* [Data extracts]:
•••••

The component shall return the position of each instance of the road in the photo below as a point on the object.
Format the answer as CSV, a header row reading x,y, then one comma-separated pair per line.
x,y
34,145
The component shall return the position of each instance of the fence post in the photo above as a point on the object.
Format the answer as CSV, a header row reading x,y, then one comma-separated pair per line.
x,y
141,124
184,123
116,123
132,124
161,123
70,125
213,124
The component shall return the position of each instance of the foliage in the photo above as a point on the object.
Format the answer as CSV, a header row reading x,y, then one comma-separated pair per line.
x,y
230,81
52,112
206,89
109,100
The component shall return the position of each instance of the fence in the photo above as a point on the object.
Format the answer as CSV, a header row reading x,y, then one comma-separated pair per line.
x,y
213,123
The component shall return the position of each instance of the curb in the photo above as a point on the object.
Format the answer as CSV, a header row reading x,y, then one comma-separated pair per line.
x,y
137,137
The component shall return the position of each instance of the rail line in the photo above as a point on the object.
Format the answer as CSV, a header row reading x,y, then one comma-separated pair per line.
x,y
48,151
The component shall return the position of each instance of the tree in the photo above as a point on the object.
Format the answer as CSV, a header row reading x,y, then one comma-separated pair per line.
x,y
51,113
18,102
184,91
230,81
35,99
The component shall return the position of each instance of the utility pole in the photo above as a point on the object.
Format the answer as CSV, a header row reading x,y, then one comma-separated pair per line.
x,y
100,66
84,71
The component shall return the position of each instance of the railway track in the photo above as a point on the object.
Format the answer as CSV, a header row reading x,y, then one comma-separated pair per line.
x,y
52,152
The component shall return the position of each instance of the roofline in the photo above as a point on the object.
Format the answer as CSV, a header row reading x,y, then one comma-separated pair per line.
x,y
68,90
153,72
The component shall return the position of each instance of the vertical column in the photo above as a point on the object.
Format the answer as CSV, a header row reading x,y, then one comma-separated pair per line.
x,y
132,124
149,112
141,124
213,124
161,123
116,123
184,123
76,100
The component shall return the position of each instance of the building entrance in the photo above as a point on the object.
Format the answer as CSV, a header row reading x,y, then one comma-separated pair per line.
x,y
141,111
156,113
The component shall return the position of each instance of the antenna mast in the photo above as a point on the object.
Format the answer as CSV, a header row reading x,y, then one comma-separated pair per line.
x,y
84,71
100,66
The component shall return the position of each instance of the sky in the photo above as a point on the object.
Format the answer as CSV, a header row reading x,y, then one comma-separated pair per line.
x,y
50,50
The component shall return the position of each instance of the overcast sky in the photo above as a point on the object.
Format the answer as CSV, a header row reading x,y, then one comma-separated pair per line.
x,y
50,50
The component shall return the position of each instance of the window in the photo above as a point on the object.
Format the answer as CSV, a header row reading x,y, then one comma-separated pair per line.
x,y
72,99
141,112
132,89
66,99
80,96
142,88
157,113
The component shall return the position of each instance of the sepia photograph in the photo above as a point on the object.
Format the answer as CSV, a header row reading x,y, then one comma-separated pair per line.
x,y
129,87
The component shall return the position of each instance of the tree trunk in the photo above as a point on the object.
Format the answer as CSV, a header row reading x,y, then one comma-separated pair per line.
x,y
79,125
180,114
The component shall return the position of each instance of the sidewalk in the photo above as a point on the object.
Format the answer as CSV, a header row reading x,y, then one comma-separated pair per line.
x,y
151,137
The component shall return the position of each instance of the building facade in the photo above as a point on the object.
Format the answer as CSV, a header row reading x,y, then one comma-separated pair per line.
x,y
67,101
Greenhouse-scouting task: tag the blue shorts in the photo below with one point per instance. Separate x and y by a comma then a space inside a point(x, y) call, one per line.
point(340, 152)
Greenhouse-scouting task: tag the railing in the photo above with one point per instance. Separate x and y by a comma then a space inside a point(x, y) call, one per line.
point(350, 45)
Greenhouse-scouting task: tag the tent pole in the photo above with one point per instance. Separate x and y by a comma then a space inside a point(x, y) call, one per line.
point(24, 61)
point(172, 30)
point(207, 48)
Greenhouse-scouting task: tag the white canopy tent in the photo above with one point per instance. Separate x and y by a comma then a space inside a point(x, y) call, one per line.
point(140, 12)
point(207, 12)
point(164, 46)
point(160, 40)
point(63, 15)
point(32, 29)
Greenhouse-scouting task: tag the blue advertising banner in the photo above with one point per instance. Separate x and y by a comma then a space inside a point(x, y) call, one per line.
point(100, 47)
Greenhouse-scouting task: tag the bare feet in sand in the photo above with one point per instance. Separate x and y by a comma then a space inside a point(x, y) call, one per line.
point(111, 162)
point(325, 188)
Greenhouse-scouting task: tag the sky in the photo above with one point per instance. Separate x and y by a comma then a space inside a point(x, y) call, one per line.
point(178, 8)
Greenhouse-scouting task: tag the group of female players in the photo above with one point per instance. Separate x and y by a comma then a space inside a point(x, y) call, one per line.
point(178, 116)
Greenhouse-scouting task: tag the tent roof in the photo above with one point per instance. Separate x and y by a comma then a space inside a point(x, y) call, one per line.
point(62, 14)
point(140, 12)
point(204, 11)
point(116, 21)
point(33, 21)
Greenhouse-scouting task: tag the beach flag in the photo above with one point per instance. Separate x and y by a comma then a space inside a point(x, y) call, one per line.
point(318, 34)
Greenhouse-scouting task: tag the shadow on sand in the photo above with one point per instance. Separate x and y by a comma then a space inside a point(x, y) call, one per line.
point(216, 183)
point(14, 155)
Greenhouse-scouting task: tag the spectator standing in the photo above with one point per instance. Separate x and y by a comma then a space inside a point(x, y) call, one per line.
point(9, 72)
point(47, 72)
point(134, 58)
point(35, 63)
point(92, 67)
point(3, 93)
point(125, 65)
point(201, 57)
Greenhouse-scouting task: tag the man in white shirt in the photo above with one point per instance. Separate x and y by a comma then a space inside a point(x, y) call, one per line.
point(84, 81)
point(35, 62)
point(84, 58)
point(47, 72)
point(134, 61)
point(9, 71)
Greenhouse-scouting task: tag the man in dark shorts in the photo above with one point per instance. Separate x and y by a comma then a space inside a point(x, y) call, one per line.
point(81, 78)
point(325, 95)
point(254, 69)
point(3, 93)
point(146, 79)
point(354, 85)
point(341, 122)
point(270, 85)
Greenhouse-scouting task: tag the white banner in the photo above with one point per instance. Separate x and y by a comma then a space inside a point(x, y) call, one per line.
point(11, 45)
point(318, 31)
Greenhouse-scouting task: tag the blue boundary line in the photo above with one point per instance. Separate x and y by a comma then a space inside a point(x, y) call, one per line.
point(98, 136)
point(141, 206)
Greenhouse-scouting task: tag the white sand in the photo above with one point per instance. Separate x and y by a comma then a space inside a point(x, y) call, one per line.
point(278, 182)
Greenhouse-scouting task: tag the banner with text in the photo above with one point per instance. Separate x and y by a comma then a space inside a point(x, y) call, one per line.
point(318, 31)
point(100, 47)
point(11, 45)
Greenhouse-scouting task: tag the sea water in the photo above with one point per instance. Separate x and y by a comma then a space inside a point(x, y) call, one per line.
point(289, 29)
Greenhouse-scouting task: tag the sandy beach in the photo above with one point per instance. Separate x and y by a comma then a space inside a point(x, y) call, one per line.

•••••

* [What you should do]:
Find every line of the data that holds the string "fence", then say how many there are and nothing else.

* [Finished exercise]:
2